## Work task:
All the lines below need retyping exactly, apart from the images.
(Data for this exercise begins)
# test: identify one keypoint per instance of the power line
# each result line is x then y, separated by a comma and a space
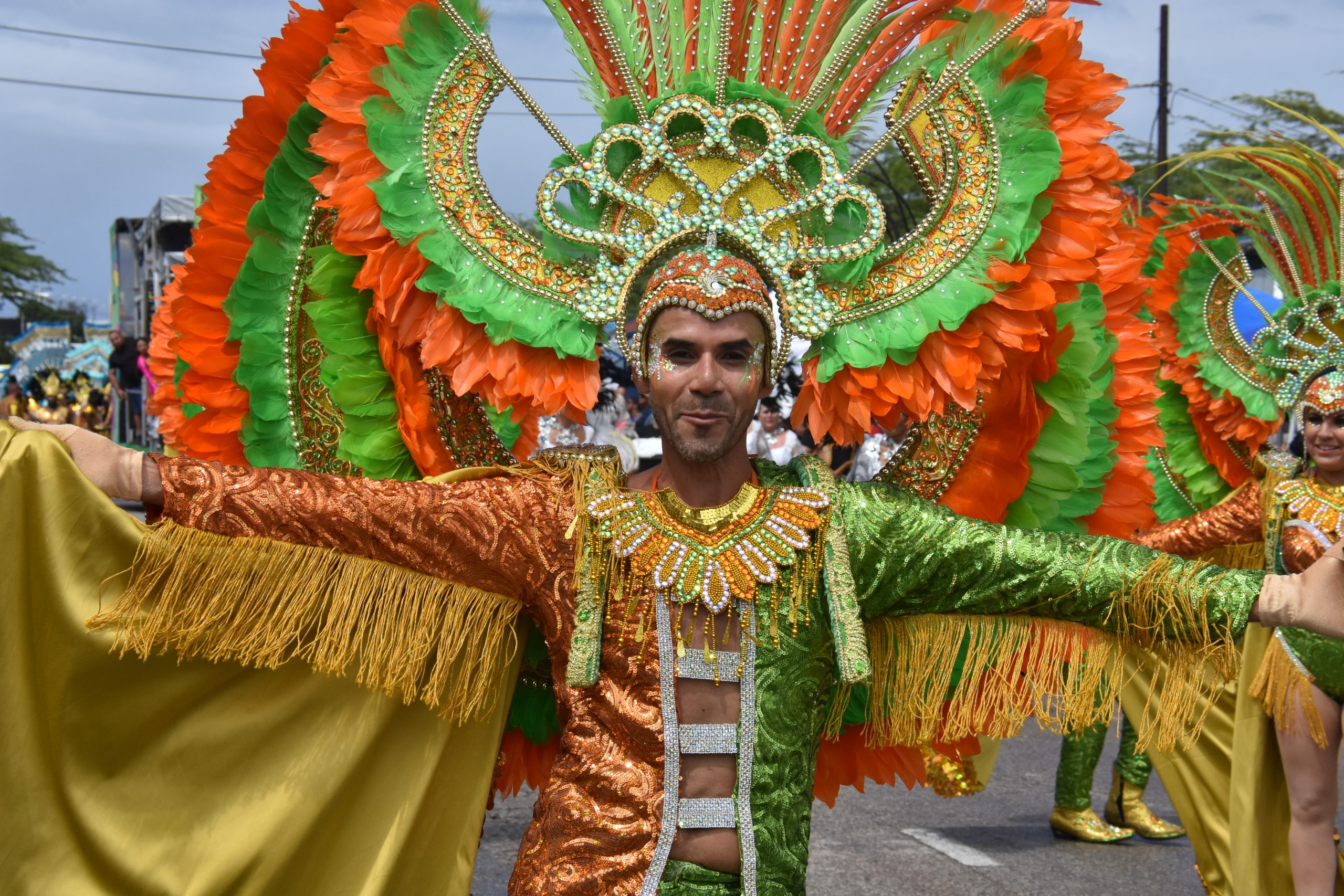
133, 44
185, 96
132, 93
202, 51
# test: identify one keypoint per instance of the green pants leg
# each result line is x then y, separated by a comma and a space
1133, 766
686, 879
1078, 758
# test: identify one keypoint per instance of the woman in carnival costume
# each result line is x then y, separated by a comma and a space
714, 624
1261, 507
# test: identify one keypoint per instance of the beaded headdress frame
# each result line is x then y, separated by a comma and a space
1326, 395
714, 285
1303, 339
716, 174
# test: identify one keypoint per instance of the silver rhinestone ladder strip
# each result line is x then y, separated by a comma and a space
673, 758
716, 812
747, 750
710, 739
692, 666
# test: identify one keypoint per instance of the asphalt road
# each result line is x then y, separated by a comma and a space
862, 847
859, 848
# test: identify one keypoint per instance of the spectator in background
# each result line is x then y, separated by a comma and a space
143, 366
15, 404
124, 363
151, 429
769, 437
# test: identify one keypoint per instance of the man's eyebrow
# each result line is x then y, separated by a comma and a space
685, 343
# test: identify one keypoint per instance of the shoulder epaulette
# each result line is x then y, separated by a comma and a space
569, 456
1270, 460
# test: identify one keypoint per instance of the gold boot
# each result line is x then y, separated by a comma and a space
1084, 824
1127, 808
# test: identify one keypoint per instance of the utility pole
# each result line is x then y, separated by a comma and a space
1163, 108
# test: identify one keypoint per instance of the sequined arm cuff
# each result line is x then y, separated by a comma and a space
1235, 520
495, 534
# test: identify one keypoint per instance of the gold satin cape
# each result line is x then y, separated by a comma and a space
198, 779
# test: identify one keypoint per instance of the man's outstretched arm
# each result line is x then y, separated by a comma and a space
915, 556
499, 534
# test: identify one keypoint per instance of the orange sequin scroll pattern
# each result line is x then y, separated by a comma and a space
1238, 520
597, 818
221, 241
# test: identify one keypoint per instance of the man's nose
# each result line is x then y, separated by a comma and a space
707, 378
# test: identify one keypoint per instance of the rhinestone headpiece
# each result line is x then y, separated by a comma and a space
713, 284
1326, 394
647, 217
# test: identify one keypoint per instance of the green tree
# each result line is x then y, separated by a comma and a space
902, 199
1251, 120
22, 272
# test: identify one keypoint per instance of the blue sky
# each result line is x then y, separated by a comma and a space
71, 162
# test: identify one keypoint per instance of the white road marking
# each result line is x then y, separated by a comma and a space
949, 848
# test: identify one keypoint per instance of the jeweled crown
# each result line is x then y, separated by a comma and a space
649, 215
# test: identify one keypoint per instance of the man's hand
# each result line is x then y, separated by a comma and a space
1312, 599
118, 472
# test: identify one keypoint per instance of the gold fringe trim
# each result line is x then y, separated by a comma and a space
941, 678
1280, 686
262, 602
1237, 556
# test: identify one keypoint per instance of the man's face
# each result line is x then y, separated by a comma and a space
705, 381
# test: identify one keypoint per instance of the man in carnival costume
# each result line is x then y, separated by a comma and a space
707, 623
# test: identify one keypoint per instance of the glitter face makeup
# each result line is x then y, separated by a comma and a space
754, 363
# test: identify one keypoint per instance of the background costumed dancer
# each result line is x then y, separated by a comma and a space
1258, 801
386, 320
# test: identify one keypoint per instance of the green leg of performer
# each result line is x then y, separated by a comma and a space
686, 879
1127, 813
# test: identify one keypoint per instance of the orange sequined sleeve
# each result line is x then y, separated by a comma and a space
495, 534
1237, 520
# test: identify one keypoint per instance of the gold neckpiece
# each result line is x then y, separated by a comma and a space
713, 554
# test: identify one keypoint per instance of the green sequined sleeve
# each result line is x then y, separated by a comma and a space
911, 556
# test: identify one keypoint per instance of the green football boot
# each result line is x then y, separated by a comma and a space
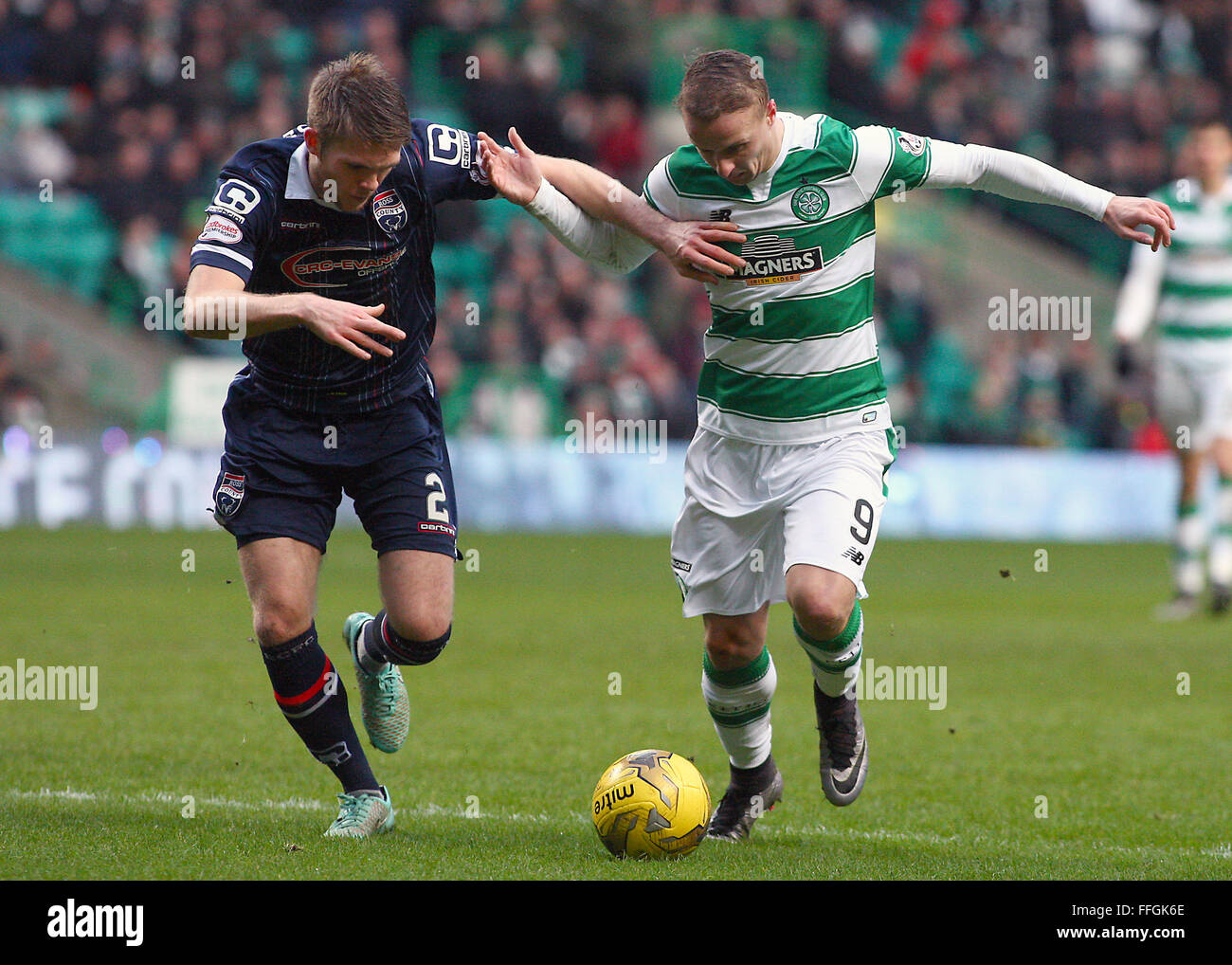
(Data for this exercise ends)
## Solution to the exercise:
# test: identify one keypoint per instance of the power line
# each result line is x then y, separated by a comma and a space
133, 44
185, 96
132, 93
202, 51
# test: identify one keypoint per instance of the green pants leg
# each result line is x then y, separated by a comma and a space
1133, 766
686, 879
1078, 758
# test: identify one keypoint per instance of the woman in carnival costume
# each result line is x then y, separated by a comma and a space
714, 624
1261, 507
# test: identify one keypoint per instance of the beaded headdress frame
# each result line is x then y, separated by a comma and a space
1326, 395
714, 285
1303, 339
716, 174
# test: identify one keypoint per instance of the silver rhinestone ladder strip
# each result line is x then y, separated by a comma and a space
673, 758
716, 812
747, 750
710, 739
692, 666
# test: identify one keypoint per instance of the asphalt road
# each result line is x then y, separated by a comma and a space
862, 847
859, 848
# test: identify one keypoint per instance of the spectator in background
# each result line is x then y, separated by a comma and a space
143, 366
15, 404
124, 363
151, 429
769, 437
# test: identify one keypoint per instance of the man's eyebrow
# each result line is x then y, separated by a comma and a space
685, 343
# test: identify one keypoint per instance of the shoulder epaulette
# each result line is x then y, separated by a comma and a space
569, 456
1270, 460
# test: identify one keypoint per instance of the gold boot
# each result line is x then y, separated by a comma and a space
1084, 824
1127, 808
# test: identify one keypoint per instance of the utility pole
# each result line is x then y, separated by a comma and a space
1163, 108
# test: identify one keypoint per instance of the sequined arm cuff
# each result line is x then y, separated by a comma and a space
1235, 520
495, 534
# test: identify one keypoint per instance of the gold satin cape
# each result line is x then y, separated by a comma and a space
198, 779
# test: identify one keypoint per instance of the man's outstretched arm
# each result line is x then y, separated by a comma and a space
915, 556
499, 534
# test: identify one keypoint per instance of the orange sequin scroll pattern
# each result line is x then y, separated by a comma and a space
1238, 520
597, 818
221, 241
# test: identify one keypoint per instance of the man's nose
# each result line is x then y, separated by a comma and a space
707, 378
# test: identify one keypoint per instance of the rhinestone headpiece
# each result line is x then y, separated by a comma and a space
713, 284
1326, 394
647, 217
# test: identify one keypoint per instance of the green tree
# each result line is x then y, separated by a comma and a space
902, 199
1251, 120
22, 272
# test: identify one keypoint per instance of the blue sky
# each result line is x then y, separated by a comma and a space
71, 162
# test: identify one keypoint per instance of the white road marking
# each result line is x then y, separated by a comma and a space
949, 848
# test: identify one keypoint per instance of the jeweled crown
# each result line is x then y, separated by a comma and a space
649, 215
# test: identify one keypoint per instance of the man's hand
# each result line is x then y, separated by a comma and a space
1312, 599
118, 472
# test: identify one keypoint per instance of the gold fringe trim
# each result line is x then y, separated by a comma and a space
941, 678
1280, 686
262, 602
1237, 556
# test: identify one keypoint per instance of the man's face
# each result line is x then y, separated by a comma and a space
705, 381
# test: identify one keypoint per instance of the man in carnival costume
# each result line is x then y, separated by a comma and a space
707, 623
# test: identify one keypoint per instance of the glitter face makeup
# each result line is x then y, separated by a comma and a space
754, 363
# test: identify one keypoint per instance of the background costumed dancer
# each result line is x then y, separated by a comma and a space
1258, 801
386, 320
# test: identify one keypoint per instance of the green leg of performer
# each result line is x then y, separated by a comma and a space
686, 879
1127, 813
# test: identify one keypoint per instance of the orange sequined sleeve
# each result line is x then y, separated by a comma and a space
495, 534
1237, 520
# test: identify one keypoint per instance of the gold neckpiece
# each result line is x then y, separated by a comma and a space
713, 554
# test: identify one keypoint per instance of the green sequined sleeve
# each result line is x then y, separated by a comma and a space
911, 556
# test: identify one keypoint per instance of the green football boot
# each result line is x then y, separated by a comma and a space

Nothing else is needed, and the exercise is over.